- _What to do_: Extract the lines from the line with "involves the background" up to and including the line with "[371,62,418,96]", repeating them word for word.

--- Records for this task ---

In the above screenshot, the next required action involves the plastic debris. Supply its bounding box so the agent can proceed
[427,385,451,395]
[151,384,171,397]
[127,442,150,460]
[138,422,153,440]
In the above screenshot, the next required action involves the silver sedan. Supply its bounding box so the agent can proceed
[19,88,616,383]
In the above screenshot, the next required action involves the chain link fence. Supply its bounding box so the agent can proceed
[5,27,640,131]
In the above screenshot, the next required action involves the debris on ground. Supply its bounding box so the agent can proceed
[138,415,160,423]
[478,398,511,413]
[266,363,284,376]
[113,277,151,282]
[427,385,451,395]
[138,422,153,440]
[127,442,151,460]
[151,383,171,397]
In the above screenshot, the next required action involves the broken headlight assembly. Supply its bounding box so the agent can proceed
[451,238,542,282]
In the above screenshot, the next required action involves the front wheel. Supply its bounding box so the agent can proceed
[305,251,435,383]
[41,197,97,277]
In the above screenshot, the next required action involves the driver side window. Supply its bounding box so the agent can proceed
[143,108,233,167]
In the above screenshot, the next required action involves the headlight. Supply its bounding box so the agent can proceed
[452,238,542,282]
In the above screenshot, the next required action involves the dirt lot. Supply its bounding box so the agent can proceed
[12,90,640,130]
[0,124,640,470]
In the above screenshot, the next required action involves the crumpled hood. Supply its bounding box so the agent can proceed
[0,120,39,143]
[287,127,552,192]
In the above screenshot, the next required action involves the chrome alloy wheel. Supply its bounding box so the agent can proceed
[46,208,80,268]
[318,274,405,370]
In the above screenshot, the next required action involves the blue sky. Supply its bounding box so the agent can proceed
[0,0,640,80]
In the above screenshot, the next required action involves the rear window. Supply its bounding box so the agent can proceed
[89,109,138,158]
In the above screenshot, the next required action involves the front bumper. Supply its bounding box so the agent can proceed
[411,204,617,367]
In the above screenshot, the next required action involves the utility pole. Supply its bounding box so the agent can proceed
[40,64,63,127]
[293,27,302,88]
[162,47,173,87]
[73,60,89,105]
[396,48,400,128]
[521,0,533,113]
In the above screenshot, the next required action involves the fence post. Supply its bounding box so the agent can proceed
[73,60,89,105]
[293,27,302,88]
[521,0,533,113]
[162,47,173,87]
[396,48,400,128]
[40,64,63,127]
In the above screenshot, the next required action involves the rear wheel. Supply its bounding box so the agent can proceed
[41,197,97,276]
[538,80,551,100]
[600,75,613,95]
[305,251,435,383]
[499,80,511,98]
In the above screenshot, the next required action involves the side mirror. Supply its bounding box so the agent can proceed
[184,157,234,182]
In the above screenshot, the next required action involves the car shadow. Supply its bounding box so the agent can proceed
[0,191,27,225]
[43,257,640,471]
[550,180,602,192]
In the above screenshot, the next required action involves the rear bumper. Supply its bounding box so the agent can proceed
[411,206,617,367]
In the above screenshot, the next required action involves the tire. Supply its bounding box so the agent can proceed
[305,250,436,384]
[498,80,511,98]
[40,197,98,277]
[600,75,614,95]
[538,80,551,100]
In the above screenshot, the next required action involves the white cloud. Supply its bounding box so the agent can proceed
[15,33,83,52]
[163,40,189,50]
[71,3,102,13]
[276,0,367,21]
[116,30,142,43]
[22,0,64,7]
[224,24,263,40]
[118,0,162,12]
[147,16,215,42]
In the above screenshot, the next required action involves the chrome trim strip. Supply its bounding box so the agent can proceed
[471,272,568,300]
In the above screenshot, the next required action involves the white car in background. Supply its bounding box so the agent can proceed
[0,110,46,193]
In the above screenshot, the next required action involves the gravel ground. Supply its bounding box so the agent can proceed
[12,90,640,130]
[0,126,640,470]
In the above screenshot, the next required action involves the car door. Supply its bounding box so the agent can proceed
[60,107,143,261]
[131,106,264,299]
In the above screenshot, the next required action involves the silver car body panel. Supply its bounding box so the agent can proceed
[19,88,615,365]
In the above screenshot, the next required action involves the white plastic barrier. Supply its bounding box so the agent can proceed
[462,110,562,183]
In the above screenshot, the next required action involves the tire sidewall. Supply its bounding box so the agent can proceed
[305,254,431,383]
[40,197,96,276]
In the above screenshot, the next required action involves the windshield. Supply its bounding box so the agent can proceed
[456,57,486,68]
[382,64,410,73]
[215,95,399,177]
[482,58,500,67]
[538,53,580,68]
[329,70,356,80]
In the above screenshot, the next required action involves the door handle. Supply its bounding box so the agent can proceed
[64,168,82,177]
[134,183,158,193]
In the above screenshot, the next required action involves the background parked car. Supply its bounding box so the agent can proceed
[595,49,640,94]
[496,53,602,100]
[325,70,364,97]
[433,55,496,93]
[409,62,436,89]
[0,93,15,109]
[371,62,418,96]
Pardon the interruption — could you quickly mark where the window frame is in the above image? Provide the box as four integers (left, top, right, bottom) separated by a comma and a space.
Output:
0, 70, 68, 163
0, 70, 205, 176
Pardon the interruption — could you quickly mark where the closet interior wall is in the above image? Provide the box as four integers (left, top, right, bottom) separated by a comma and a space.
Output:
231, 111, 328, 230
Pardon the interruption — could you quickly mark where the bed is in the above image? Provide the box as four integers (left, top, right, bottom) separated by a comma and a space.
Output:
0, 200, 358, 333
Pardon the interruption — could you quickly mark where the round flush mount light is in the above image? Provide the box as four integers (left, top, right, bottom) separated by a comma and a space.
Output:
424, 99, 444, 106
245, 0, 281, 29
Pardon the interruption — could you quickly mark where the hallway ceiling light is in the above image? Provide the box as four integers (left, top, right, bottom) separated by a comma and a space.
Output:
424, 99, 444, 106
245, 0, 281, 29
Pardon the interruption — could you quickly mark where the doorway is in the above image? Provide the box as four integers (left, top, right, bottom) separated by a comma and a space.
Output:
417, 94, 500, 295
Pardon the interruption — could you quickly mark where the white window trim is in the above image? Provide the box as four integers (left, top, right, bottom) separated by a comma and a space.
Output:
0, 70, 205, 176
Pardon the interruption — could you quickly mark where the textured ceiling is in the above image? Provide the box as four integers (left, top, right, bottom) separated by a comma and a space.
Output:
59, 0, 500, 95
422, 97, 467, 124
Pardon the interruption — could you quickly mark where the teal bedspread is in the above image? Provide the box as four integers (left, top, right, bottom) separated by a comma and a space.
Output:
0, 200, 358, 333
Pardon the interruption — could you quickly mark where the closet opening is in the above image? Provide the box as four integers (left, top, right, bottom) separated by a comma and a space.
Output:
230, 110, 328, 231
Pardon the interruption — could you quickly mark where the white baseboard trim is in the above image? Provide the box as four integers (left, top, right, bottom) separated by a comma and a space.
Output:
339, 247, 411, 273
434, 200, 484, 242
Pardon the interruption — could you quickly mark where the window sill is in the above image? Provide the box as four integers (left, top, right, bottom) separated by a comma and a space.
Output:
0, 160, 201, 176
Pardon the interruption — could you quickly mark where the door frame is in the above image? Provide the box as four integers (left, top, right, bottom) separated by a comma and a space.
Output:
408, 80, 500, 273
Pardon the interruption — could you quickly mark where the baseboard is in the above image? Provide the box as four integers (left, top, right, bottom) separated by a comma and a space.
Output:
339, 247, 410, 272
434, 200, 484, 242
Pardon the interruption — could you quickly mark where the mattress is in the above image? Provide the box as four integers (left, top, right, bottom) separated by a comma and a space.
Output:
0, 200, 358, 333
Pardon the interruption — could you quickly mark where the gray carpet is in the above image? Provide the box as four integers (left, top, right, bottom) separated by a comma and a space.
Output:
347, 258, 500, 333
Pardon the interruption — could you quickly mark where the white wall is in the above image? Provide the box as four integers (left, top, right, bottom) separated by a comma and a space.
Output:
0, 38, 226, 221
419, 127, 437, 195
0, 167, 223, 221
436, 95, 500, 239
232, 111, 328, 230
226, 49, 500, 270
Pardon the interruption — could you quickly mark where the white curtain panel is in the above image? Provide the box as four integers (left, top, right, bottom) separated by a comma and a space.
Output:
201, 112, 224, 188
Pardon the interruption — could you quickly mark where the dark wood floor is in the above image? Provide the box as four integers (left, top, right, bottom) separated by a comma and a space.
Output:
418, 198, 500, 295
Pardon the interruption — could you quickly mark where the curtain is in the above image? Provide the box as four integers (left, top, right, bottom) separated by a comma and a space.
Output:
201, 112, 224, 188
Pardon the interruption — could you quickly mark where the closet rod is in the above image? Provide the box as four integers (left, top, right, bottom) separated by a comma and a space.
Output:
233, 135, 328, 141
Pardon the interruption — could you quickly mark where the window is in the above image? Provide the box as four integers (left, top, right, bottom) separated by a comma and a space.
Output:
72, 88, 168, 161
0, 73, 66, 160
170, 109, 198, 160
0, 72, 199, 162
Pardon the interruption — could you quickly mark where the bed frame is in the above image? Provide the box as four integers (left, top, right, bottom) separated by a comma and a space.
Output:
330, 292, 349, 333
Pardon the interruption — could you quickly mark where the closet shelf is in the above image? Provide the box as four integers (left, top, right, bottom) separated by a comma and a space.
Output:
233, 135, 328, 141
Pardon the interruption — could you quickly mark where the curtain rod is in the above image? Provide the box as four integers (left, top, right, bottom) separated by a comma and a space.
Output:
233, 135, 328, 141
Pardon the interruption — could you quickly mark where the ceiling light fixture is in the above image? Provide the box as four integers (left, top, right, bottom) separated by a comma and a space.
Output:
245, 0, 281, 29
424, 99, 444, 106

---

- _Written solution_:
In the above screenshot, the next required action involves the background parked car. Supply its bounding box so the agent can proceed
[595,49,640,94]
[496,53,602,100]
[325,70,364,97]
[433,55,496,93]
[409,62,436,89]
[0,93,15,109]
[371,62,418,96]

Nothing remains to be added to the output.